The lines to extract start at the one containing "Where can you see the seated" and end with the last line; give them exactly and nothing more.

EXTRACTED MATERIAL ->
** START **

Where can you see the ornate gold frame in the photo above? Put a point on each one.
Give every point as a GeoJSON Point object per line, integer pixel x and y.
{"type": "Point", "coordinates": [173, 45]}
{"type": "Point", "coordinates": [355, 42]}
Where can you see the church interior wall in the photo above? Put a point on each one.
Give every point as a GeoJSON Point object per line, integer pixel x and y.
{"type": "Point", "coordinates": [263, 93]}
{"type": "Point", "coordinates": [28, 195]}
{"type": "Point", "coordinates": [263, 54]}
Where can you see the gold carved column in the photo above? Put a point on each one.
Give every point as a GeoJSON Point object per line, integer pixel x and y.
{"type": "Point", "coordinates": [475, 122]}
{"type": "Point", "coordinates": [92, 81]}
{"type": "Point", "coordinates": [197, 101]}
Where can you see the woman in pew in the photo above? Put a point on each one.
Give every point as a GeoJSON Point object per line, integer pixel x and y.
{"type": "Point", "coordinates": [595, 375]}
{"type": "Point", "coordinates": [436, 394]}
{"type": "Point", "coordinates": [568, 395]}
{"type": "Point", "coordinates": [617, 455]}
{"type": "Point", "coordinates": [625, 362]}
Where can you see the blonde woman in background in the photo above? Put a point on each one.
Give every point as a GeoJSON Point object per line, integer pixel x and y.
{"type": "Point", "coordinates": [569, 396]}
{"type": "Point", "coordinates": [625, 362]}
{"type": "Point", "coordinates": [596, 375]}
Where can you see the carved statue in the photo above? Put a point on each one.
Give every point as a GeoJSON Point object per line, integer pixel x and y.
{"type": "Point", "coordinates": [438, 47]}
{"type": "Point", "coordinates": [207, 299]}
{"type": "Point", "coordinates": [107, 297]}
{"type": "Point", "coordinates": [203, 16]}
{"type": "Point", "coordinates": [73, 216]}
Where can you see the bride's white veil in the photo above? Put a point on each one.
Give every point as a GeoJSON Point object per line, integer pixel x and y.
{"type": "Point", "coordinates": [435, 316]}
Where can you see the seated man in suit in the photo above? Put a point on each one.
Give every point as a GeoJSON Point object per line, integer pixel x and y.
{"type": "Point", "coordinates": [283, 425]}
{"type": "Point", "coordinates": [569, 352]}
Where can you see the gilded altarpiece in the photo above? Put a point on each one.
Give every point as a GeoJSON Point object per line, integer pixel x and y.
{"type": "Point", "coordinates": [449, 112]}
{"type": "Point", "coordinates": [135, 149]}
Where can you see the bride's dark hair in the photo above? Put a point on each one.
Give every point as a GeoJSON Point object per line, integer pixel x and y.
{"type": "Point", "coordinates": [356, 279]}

** END **

RESPONSE TO THIS EXERCISE ->
Where can you see the seated man in suit in the photo above? Put a point on each one.
Give every point as a GeoJSON Point object per line, integer pixel x and y.
{"type": "Point", "coordinates": [283, 425]}
{"type": "Point", "coordinates": [569, 352]}
Where can you see the gilded altarpiece in the photo above? Put a point on each one.
Give every point as a GeoJSON Point object per line, integer pixel x and y.
{"type": "Point", "coordinates": [449, 112]}
{"type": "Point", "coordinates": [135, 149]}
Where can you see the bride's dark hair in the photo above? Put a point on each one.
Give every point as a GeoJSON Point object per line, integer pixel x and y.
{"type": "Point", "coordinates": [356, 279]}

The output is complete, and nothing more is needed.